*SOURCE DOCUMENT*:

Brown University Library

Box A
Brown University
Providence, RI 02912
Telephone: Manuscripts: 401-863-3723; University Archives: 401-863-2148
Email: Manuscripts: hay@brown.edu; University Archives: archives@brown.edu

Biographical / Historical

m/f: a feminist journal was self-published in London by its unpaid editorial group, with ten issues appearing between 1978 and 1986. Its printing and distribution costs were covered by sales and subscriptions. Print runs varied between an initial 1,000 copies and later print runs of 1,500 and 2,000.

The idea of the journal developed following the 'Patriarchy Conference' held in London on 15/16 May 1976, which was organized by a collective of women from a number of feminist study groups - primarily in London but connecting widely across Britain - who had begun to see a need for a larger forum to discuss the development of theoretical ideas within the Women's Movement. Several of us who later became the editorial group helped organize the conference and contributed to the subsequent publication of papers given at the conference in a collection, The Patriarchy Papers, published by the Women's Publishing Collective in December 1976. Following the conference, we felt the need for a new journal that would develop debate, and m/f was created with Parveen Adams, Rosalind Coward and Elizabeth Cowie as editors, later joined by Beverley Brown, with the first issue appearing in February 1978. Rosalind Coward left the journal later in the same year, shortly after the second issue, We continued the practice of editorials till number 5/6 in 1981. In 1983 Beverley Brown took up a post in Australia.

*INSTRUCTION 1*:
In the biographical note above, condense the paragraph that begins "m/f: a feminist journal was self-published" into a short list, keeping its main facts.

Saved data entries:
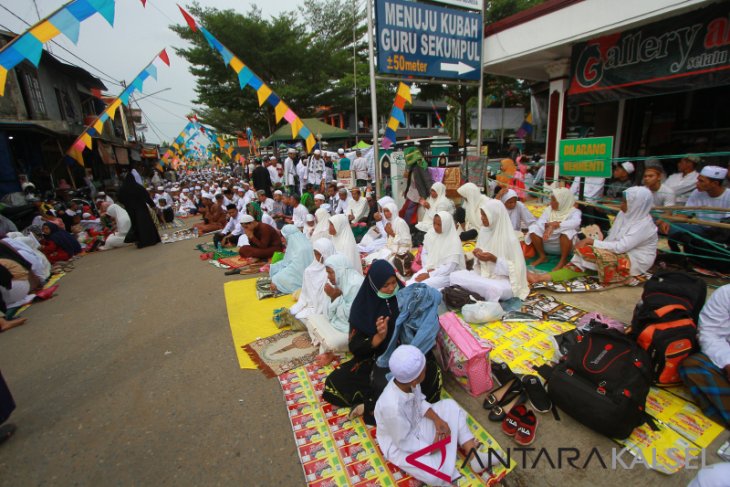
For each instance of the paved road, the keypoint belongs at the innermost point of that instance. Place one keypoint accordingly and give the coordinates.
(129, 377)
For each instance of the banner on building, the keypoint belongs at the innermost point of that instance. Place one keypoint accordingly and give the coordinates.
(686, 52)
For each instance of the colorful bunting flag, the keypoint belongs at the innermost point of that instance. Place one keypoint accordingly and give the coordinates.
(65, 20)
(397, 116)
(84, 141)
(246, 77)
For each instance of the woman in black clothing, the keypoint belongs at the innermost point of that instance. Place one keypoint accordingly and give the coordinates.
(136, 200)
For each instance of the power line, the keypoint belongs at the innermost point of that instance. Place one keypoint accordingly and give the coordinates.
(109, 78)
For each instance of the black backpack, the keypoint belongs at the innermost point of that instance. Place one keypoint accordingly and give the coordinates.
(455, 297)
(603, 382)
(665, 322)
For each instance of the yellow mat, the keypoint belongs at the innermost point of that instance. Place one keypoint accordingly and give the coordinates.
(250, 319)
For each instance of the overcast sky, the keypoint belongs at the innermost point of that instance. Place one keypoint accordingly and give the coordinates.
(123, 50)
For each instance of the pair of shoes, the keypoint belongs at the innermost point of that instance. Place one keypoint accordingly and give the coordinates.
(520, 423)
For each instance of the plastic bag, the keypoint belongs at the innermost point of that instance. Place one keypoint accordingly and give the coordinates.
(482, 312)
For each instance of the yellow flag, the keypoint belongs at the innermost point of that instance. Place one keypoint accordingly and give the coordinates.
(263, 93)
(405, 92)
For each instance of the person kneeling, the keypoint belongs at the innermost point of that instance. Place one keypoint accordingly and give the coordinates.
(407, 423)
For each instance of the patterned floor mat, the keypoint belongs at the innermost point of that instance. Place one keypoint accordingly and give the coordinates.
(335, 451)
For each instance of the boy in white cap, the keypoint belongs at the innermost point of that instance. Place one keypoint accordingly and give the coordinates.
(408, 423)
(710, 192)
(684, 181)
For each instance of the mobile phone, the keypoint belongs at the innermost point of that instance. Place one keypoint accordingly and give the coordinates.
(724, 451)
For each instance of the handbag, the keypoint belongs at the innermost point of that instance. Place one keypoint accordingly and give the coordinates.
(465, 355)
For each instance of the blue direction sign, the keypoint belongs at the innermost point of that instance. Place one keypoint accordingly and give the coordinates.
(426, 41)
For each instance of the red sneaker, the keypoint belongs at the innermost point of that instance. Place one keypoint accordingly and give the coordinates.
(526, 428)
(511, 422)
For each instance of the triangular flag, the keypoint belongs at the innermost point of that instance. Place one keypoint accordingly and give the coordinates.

*INSTRUCTION 2*:
Count the lines of the entries that contain the word "yellow", and reply with the number only.

*EXPECTED ANSWER 1*:
- m/f: a feminist journal was self-published in London by its unpaid editorial group.
- Ten issues appeared between 1978 and 1986.
- Sales and subscriptions covered printing and distribution costs.
- Print runs started at 1,000 copies and later reached 1,500 and 2,000.

*EXPECTED ANSWER 2*:
2